*What is required:* Format every line of the rows below as a JSON list of strings, one string per line, skipping blank lines. Leave the pictures out of the list.

*Input for this task:*

• • • •

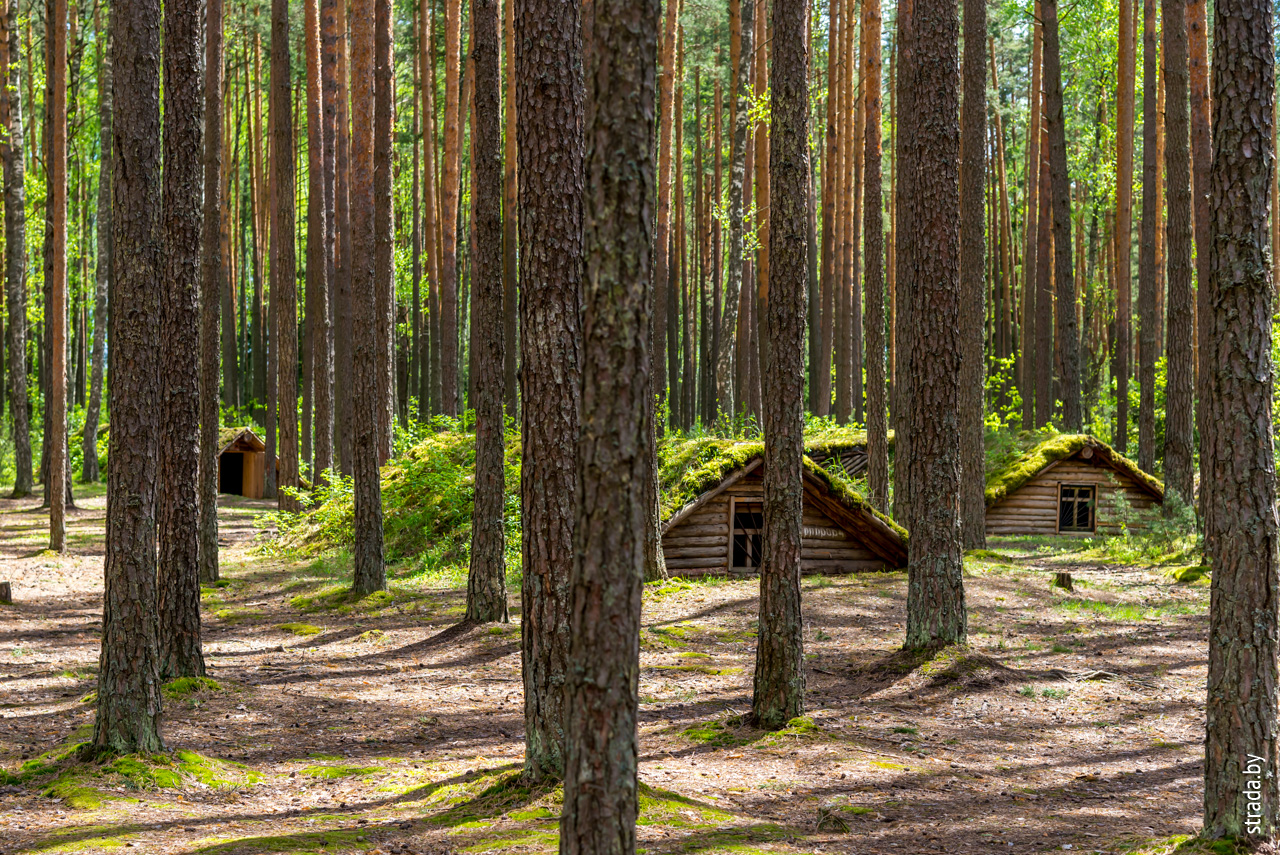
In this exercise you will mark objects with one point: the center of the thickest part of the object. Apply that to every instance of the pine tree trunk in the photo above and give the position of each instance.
(1240, 751)
(904, 252)
(90, 471)
(384, 225)
(778, 686)
(662, 233)
(370, 574)
(973, 263)
(178, 519)
(343, 373)
(128, 680)
(318, 252)
(1148, 274)
(873, 233)
(55, 160)
(1202, 158)
(284, 344)
(613, 508)
(1027, 356)
(1060, 190)
(16, 252)
(730, 399)
(213, 273)
(935, 607)
(1180, 389)
(487, 581)
(1045, 284)
(510, 218)
(430, 388)
(551, 97)
(449, 211)
(1123, 234)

• • • •

*Expected answer:*
[
  "In this exercise you will mark objects with one point: the center of the thickest part of the object. Apply that to every instance of the pine tree trunk in the photo above and give the position of each instance.",
  "(1240, 751)",
  "(904, 252)",
  "(90, 471)",
  "(384, 225)",
  "(778, 686)",
  "(662, 233)",
  "(370, 574)",
  "(973, 263)",
  "(178, 519)",
  "(343, 373)",
  "(128, 680)",
  "(318, 252)",
  "(1148, 274)",
  "(873, 233)",
  "(55, 160)",
  "(1202, 158)",
  "(284, 344)",
  "(613, 508)",
  "(1027, 356)",
  "(1060, 190)",
  "(16, 252)",
  "(730, 399)",
  "(213, 273)",
  "(935, 607)",
  "(1180, 389)",
  "(487, 581)",
  "(1045, 284)",
  "(510, 218)",
  "(430, 388)",
  "(551, 97)",
  "(449, 211)",
  "(1123, 234)"
]